Problem statement
Could the entries below be transcribed word for word, with the pictures omitted?

Exercise data
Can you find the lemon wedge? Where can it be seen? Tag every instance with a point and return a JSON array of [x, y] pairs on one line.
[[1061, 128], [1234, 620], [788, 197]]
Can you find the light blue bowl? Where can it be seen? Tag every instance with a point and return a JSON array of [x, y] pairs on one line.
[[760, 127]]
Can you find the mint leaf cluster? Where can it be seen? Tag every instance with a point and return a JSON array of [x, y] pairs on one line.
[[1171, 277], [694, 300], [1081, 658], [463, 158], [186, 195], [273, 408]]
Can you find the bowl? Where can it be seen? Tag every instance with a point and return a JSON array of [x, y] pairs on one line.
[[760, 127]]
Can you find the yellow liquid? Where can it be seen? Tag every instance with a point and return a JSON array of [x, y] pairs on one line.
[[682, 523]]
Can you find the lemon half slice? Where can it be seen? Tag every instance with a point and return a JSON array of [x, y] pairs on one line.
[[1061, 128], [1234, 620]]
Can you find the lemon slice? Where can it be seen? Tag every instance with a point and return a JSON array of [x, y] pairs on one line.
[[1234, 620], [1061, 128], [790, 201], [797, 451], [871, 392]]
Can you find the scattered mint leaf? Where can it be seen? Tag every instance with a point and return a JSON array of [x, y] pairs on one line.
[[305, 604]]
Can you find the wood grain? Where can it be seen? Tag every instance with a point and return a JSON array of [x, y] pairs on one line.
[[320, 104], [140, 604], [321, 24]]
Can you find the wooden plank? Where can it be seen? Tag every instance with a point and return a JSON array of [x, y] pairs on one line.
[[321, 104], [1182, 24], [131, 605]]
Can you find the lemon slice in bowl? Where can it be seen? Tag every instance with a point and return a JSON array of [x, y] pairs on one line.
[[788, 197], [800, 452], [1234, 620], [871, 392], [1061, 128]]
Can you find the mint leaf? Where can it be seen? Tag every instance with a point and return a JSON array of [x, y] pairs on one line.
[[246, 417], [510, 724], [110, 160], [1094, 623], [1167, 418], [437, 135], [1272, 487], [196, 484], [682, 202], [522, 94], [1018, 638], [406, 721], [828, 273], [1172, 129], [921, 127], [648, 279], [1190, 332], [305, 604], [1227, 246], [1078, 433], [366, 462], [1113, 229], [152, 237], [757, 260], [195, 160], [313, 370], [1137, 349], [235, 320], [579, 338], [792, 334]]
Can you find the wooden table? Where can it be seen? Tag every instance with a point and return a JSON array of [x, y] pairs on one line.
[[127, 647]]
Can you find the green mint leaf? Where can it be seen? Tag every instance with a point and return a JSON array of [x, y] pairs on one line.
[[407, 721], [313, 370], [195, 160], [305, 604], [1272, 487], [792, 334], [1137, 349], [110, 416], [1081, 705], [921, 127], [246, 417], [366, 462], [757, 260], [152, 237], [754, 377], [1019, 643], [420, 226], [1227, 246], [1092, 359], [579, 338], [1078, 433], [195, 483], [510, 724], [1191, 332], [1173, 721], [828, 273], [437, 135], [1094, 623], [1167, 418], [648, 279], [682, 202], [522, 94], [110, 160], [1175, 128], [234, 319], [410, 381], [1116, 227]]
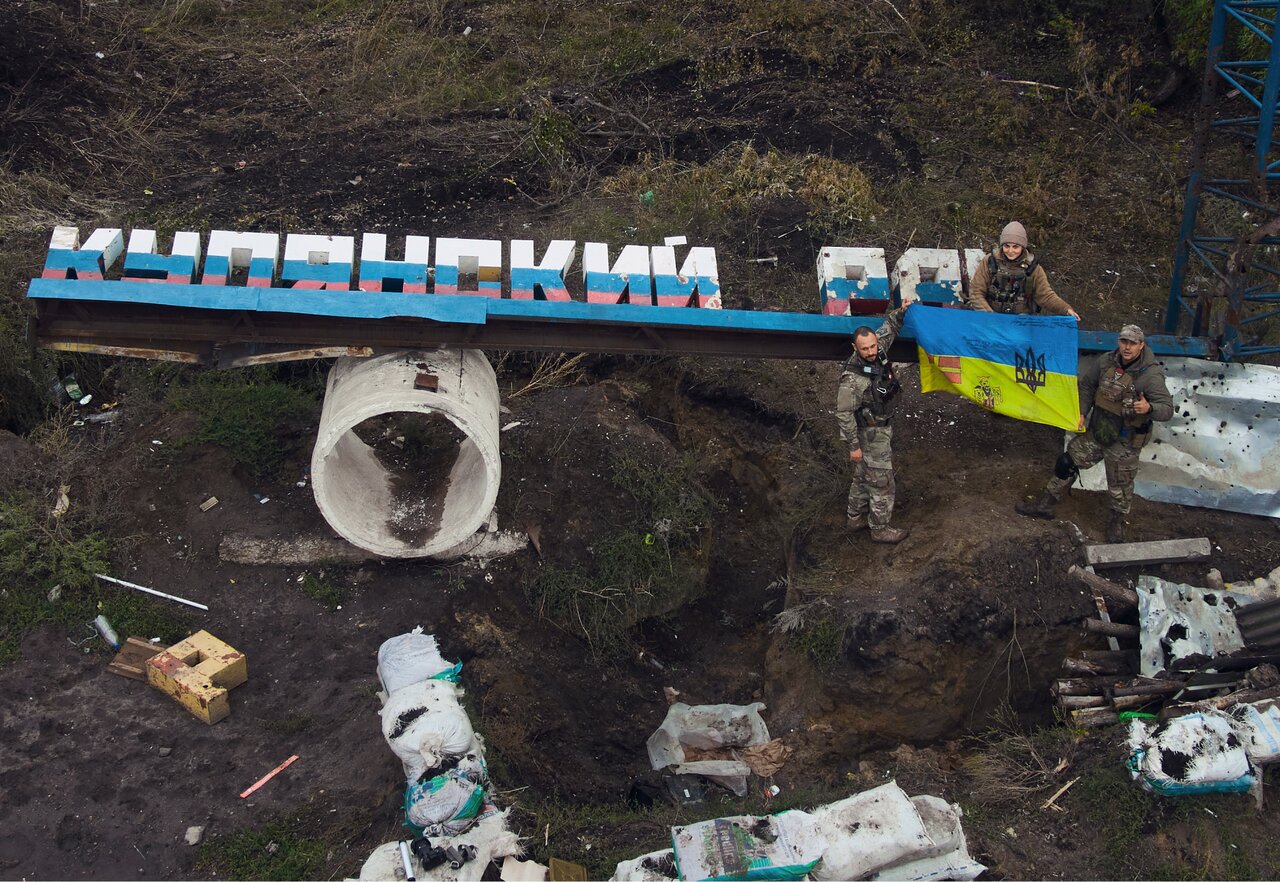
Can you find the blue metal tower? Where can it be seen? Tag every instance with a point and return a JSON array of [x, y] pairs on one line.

Task output
Can you find the lemon wedge? Where can it be seen? Tag every instance with a point and return a JSON array of [x, y] pairs on one line.
[[1061, 128], [1234, 620], [788, 197]]
Can you find the light blue bowl? Where can it be seen? Tag every instance with a point and return a JSON array of [x, y] pairs on one line.
[[760, 127]]
Can you find the mint leaf cluster? Where can it be seen? Tag every instance with a point and return a JSON array of [x, y] pairs on one line.
[[1171, 277], [694, 300], [1081, 658], [463, 158], [186, 195], [273, 408]]
Can you find the bowl? Where can it be seen? Tag every instance with a point and return a JSON array of [x, y] pairs on one line.
[[760, 127]]
Can you find the yellow liquid? Where can it be seen? Tag every instance with a point and return a JSON array of [x, y] pairs on one line.
[[682, 523]]
Can you find the lemon half slice? Where can it be seen? Tag every instance with a point and return a JSON array of [x, y] pairs on one line.
[[1061, 128], [1234, 620]]
Can you find the lemon slice? Where can it be seen? Tag every instance with a point and return a JSON array of [x, y] pairs on one line.
[[1234, 620], [1061, 128], [790, 201], [797, 451], [871, 392]]
Can you find the scattered mint leaf? Where can it be seen? Tag every instance with a point and return a JSON array of [x, y] pairs on one line.
[[305, 604]]
Can you find the wood grain? Where can it be seen? Tag every instance with a point and return a JSON array of [x, y] pairs on one line.
[[320, 104], [140, 604], [321, 24]]
Can you find the wooden plank? Where can it be seen? Tag every instance with a point and return a JSON array of [x, y] pairs on one line.
[[321, 104], [1182, 24], [131, 605]]
Can you find the lemon slice in bowl? Where can it be seen? Tag every instance with a point and return a JSON array of [x, y] pairs on one line.
[[788, 197], [800, 452], [1234, 620], [871, 392], [1061, 128]]
Can you find the mint leaf? Where can it be seen? Tag every instance with a point and return a JSON array of [x, y] pairs on one line.
[[246, 417], [510, 724], [110, 160], [1094, 623], [1167, 418], [437, 135], [1272, 487], [196, 484], [682, 202], [522, 94], [1018, 638], [406, 721], [828, 273], [1172, 129], [921, 127], [648, 279], [1190, 332], [305, 604], [1227, 246], [1078, 433], [366, 462], [1113, 229], [152, 237], [757, 260], [195, 160], [313, 370], [1137, 349], [235, 320], [579, 338], [792, 334]]
Can you find the wooden table? Where can it be seen? Tag every instance with a point and return a JSON array of [x, y] pairs on one line.
[[127, 647]]
Can you find the green mint leaf? Where can it be seen? Tag every instance with a point and return a JSON array of [x, y] pairs on one line.
[[407, 721], [313, 370], [195, 160], [305, 604], [1272, 487], [792, 334], [1137, 349], [110, 416], [1081, 705], [921, 127], [246, 417], [366, 462], [757, 260], [152, 237], [754, 377], [1019, 643], [420, 226], [1227, 246], [1092, 359], [579, 338], [1078, 433], [195, 483], [510, 724], [1191, 332], [1173, 721], [828, 273], [437, 135], [1094, 623], [1167, 418], [648, 279], [682, 202], [522, 94], [110, 160], [1175, 128], [234, 319], [410, 381], [1116, 227]]
Can you find the blue metal tower? Where can it be seen? Tag every instance with a point and return a JSON array of [x, y] pairs on one line.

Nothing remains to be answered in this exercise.